:: Dataset records ::
== Segment start ==
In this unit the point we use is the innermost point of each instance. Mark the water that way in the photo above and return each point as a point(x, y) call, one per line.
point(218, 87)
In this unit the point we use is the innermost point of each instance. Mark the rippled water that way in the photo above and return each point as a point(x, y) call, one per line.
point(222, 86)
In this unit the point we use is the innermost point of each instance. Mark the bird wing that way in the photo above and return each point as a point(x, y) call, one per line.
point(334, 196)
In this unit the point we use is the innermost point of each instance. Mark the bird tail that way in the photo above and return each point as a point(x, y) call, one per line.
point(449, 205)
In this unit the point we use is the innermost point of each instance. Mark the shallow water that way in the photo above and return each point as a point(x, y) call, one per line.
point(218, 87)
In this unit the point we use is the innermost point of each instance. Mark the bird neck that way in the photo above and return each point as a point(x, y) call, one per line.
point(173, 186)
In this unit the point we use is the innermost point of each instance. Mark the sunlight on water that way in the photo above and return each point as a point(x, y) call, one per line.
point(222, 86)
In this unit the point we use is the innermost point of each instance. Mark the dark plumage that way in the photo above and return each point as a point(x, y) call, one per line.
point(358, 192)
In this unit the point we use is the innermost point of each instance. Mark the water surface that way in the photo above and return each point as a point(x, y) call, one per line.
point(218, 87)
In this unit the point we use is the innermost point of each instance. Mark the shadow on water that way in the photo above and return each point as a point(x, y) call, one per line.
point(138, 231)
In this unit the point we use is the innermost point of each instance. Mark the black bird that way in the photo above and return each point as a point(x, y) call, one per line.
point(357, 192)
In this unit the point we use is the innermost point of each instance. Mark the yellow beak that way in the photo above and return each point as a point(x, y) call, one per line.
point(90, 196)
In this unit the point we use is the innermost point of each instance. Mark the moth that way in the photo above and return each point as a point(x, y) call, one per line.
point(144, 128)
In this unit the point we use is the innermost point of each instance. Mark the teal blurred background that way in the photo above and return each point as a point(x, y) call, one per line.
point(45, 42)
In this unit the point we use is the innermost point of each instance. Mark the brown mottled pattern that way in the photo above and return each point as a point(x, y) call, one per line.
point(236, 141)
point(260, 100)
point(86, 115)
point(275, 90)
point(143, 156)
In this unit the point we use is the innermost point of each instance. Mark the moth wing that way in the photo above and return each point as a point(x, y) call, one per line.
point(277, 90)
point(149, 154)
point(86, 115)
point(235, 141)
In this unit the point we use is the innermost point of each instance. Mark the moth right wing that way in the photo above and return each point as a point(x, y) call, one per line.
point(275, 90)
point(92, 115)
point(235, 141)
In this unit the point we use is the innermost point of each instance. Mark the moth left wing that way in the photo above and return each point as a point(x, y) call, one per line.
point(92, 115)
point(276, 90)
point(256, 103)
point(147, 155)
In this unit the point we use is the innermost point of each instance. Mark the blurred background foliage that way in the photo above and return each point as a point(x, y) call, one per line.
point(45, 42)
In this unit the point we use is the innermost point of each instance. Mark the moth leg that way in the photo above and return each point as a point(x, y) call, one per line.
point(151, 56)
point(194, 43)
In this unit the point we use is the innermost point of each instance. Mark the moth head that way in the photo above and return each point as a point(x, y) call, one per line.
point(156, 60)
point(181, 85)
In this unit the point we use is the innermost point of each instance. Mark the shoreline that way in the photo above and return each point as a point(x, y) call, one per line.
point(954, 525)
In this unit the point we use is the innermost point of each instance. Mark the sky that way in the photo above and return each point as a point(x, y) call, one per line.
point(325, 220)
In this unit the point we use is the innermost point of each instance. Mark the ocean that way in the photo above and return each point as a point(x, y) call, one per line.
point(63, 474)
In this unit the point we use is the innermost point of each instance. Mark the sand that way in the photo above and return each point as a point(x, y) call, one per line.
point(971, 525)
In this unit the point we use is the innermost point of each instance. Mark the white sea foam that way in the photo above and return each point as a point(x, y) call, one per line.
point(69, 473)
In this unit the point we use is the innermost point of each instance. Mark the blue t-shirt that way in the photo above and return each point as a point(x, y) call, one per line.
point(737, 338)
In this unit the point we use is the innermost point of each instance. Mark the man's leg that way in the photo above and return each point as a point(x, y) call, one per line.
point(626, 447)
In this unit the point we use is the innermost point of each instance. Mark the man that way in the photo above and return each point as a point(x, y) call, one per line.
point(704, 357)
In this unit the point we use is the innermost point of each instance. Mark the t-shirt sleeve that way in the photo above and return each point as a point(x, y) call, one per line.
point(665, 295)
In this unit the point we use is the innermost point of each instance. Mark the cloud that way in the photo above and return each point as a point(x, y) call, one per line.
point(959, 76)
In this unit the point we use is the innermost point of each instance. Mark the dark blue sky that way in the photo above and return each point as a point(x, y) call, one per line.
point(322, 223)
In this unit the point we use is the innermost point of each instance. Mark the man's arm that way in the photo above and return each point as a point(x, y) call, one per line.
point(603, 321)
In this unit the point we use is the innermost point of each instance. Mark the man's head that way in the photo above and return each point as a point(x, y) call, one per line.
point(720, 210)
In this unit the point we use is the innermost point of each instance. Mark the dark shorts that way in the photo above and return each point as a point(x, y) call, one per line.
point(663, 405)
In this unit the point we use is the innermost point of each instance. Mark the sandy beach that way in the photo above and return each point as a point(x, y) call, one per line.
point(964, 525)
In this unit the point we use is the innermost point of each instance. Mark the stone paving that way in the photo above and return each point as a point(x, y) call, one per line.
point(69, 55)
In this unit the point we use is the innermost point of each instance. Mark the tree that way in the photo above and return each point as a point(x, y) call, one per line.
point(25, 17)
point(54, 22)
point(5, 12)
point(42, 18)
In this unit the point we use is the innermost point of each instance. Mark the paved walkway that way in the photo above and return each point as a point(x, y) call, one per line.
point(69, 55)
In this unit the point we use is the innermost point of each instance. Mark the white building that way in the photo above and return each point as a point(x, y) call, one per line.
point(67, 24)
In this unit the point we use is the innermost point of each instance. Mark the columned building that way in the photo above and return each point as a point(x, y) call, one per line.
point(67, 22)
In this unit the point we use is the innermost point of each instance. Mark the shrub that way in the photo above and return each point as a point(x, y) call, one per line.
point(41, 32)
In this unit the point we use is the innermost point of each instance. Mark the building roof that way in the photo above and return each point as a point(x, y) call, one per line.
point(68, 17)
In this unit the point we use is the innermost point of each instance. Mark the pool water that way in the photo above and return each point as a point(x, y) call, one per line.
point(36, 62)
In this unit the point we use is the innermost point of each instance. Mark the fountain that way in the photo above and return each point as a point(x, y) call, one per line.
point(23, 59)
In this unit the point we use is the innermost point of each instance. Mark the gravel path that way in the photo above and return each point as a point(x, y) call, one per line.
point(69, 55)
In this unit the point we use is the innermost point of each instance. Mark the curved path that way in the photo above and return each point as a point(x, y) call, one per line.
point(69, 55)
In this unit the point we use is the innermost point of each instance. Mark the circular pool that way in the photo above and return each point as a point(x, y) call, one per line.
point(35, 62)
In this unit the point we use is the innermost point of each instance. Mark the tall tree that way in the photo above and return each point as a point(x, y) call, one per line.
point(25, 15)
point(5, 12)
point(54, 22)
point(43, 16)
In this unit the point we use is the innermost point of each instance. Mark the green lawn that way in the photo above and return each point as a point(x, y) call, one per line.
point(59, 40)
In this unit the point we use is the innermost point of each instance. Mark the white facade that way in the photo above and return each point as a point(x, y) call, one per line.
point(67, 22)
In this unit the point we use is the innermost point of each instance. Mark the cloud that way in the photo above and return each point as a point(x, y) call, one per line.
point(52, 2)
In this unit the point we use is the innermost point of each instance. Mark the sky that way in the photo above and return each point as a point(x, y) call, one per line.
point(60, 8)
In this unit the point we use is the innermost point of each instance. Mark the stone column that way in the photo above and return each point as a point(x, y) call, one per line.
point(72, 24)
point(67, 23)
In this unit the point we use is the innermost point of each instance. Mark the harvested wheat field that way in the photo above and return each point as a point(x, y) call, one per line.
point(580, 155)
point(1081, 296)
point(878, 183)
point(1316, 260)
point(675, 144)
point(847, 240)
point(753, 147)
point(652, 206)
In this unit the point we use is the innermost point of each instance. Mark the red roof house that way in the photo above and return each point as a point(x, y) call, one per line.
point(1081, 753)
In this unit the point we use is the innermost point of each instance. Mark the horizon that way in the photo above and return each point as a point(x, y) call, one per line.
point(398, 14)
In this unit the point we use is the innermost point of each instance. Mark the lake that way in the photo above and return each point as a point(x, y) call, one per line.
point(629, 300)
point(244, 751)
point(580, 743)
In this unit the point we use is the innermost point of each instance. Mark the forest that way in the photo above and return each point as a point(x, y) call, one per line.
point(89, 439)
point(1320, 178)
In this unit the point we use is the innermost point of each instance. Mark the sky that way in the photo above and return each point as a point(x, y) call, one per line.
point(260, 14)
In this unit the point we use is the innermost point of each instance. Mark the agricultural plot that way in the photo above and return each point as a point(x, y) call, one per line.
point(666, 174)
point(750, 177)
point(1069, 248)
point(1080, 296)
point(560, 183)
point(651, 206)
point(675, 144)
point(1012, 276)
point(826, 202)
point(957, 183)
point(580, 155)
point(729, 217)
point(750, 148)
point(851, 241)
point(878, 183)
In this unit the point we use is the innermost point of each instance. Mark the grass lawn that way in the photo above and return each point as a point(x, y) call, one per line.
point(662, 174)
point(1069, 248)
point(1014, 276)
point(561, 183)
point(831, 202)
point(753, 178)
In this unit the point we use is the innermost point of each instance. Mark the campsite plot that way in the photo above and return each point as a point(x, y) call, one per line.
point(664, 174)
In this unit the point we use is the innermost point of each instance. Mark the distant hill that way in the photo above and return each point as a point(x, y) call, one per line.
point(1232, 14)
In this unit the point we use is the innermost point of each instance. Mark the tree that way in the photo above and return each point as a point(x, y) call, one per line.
== Segment end ==
:: What the task asks ::
Everything from the line containing "Mark the agricultural" through the final line of the entries is to be written out exactly. No other lines belong in the answer.

:: Task answer ::
In this unit the point we use is the innermost point of each instance. Mark the agricultural plot that way in the photo above and return each point as a point(x, y) call, one per line.
point(666, 174)
point(750, 177)
point(1069, 248)
point(1080, 296)
point(560, 183)
point(651, 206)
point(675, 144)
point(1012, 276)
point(826, 202)
point(957, 183)
point(580, 155)
point(729, 217)
point(750, 148)
point(851, 241)
point(878, 183)
In this unit the point we use is the innermost point of each instance. Mark the grass lawn that way in the photo above and return each point as a point(x, y) call, one per line.
point(662, 174)
point(1069, 248)
point(1014, 276)
point(561, 183)
point(831, 202)
point(753, 178)
In this unit the point we use is the innermost point of each instance. Mark the campsite plot that way in the photo above and return each point as a point(x, y) call, one per line.
point(664, 174)
In this unit the point we use is the innermost point of each instance. Mark the distant hill that way in the photo above and return each point as a point(x, y) call, one per line.
point(1232, 14)
In this unit the point we use is the innermost point of each instance. Mark the tree that way in the photo above and return each point as a point(x, y) call, one per line.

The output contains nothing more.